Entries taken from a collection
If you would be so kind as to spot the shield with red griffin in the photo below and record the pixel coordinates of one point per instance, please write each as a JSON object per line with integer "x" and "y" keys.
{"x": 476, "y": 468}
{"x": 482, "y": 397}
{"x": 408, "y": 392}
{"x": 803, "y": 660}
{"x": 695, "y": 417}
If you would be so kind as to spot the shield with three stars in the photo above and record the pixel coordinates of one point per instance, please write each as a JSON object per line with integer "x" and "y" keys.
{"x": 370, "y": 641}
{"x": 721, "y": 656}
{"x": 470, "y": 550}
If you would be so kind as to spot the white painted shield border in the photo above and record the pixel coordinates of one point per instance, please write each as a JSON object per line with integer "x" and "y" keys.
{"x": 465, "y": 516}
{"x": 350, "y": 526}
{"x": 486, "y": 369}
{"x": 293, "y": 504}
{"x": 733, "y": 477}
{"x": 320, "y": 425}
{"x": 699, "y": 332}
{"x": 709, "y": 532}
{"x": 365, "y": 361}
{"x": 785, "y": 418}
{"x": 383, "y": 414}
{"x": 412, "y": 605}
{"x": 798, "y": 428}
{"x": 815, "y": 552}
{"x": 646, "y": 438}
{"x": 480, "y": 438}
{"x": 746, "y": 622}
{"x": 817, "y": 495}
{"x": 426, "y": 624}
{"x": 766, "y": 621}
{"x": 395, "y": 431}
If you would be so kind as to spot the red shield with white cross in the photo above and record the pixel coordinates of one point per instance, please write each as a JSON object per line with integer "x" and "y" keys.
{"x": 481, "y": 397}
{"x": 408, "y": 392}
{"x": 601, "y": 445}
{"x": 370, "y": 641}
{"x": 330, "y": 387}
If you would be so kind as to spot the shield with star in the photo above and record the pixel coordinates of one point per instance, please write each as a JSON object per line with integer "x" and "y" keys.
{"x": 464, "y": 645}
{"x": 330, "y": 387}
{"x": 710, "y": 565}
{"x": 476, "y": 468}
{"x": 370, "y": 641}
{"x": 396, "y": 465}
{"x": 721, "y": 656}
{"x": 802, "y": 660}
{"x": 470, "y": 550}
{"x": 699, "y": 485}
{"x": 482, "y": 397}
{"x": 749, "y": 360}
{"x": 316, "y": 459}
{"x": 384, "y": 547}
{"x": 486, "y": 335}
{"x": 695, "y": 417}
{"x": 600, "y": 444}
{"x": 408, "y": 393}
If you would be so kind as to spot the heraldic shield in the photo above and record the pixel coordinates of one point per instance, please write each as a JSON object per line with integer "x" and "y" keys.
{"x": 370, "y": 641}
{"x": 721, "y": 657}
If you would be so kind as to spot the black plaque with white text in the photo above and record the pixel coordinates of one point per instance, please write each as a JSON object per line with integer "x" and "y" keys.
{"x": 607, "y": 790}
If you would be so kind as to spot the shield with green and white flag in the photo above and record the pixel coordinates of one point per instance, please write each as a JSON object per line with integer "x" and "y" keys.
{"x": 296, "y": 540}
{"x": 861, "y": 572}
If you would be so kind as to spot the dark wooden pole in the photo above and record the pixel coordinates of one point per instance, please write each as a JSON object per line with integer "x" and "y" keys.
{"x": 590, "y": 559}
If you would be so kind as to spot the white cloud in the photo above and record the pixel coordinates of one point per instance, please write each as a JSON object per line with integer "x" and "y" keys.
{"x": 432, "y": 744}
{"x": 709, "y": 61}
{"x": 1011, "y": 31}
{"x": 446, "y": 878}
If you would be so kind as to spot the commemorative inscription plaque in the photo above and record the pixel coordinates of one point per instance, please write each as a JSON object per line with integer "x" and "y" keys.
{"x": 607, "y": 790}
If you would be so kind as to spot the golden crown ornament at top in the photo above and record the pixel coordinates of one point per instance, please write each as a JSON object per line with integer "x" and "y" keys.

Description of the task
Write the data out again. Match it exactly.

Result for this exercise
If you would be so kind as to spot the shield with red griffin in the photo below and record the pixel coordinates of one point per instance, please write each as a JSON object per line with integer "x" and "y" keys.
{"x": 476, "y": 468}
{"x": 482, "y": 397}
{"x": 408, "y": 392}
{"x": 803, "y": 660}
{"x": 695, "y": 417}
If you would be so kind as to spot the shield with three stars in the photo above and record the pixel coordinates of one point per instance, please write each as a JSON object per line with integer "x" and "y" keys.
{"x": 370, "y": 641}
{"x": 721, "y": 656}
{"x": 470, "y": 550}
If you would be so kind as to spot the white painted shield border in the photo above and record the pixel coordinates of one point per instance, please write each as a JSON object per line with integer "x" and "y" keys.
{"x": 465, "y": 516}
{"x": 350, "y": 526}
{"x": 486, "y": 369}
{"x": 293, "y": 504}
{"x": 733, "y": 477}
{"x": 320, "y": 425}
{"x": 699, "y": 332}
{"x": 709, "y": 532}
{"x": 365, "y": 361}
{"x": 785, "y": 418}
{"x": 383, "y": 414}
{"x": 412, "y": 605}
{"x": 798, "y": 428}
{"x": 815, "y": 552}
{"x": 646, "y": 438}
{"x": 480, "y": 438}
{"x": 746, "y": 622}
{"x": 817, "y": 495}
{"x": 426, "y": 624}
{"x": 766, "y": 621}
{"x": 395, "y": 431}
If you would be so kind as to spot the red shield with white cross in the photo above and record the pixel coordinates of one point per instance, please write each as a JSON object per line with integer "x" and "y" keys.
{"x": 481, "y": 397}
{"x": 408, "y": 392}
{"x": 601, "y": 445}
{"x": 370, "y": 641}
{"x": 330, "y": 387}
If you would be so kind as to spot the shield with star in the photo above and record the pixel coordinates of one point per instance, please write each as a JSON object per line with integer "x" and "y" keys.
{"x": 464, "y": 645}
{"x": 330, "y": 387}
{"x": 710, "y": 565}
{"x": 476, "y": 468}
{"x": 370, "y": 641}
{"x": 396, "y": 465}
{"x": 721, "y": 656}
{"x": 802, "y": 660}
{"x": 470, "y": 550}
{"x": 699, "y": 485}
{"x": 482, "y": 397}
{"x": 749, "y": 360}
{"x": 316, "y": 459}
{"x": 384, "y": 547}
{"x": 486, "y": 335}
{"x": 695, "y": 417}
{"x": 600, "y": 444}
{"x": 408, "y": 393}
If you would be so kind as to spot the heraldic shield in the photo above and record the pixel coordinates of one point per instance, please write each as a JSON object per line with integer "x" and "y" keys.
{"x": 370, "y": 641}
{"x": 721, "y": 657}
If you would be so kind as to spot the black plaque with white text in the photo above and record the pixel coordinates of one point per instance, please write each as a JSON object per line with integer "x" and "y" keys.
{"x": 607, "y": 790}
If you would be so kind as to spot the shield with green and white flag in the photo above and record the pixel coordinates of one point per instance, please write each as a JSON object per line with integer "x" and "y" keys.
{"x": 296, "y": 540}
{"x": 861, "y": 572}
If you would be so kind as to spot the dark wooden pole in the photo above and record the pixel coordinates of one point per instance, please write each as a JSON object per line with integer "x" and "y" keys.
{"x": 590, "y": 559}
If you would be so kind as to spot the white cloud in the photo above and record the pixel coordinates of one point per instance, please write each as a JSON object per line with integer "x" and "y" keys.
{"x": 432, "y": 744}
{"x": 709, "y": 61}
{"x": 1011, "y": 31}
{"x": 446, "y": 878}
If you would be so kind as to spot the commemorative inscription plaque in the photo above and record the pixel coordinates of one point per instance, please write each as a JSON object per line with integer "x" and "y" keys.
{"x": 607, "y": 790}
If you would be so kind as to spot the golden crown ornament at top in the photo above and record the pixel coordinates of one point per instance, please write each as a JSON object per line with integer "x" and "y" keys.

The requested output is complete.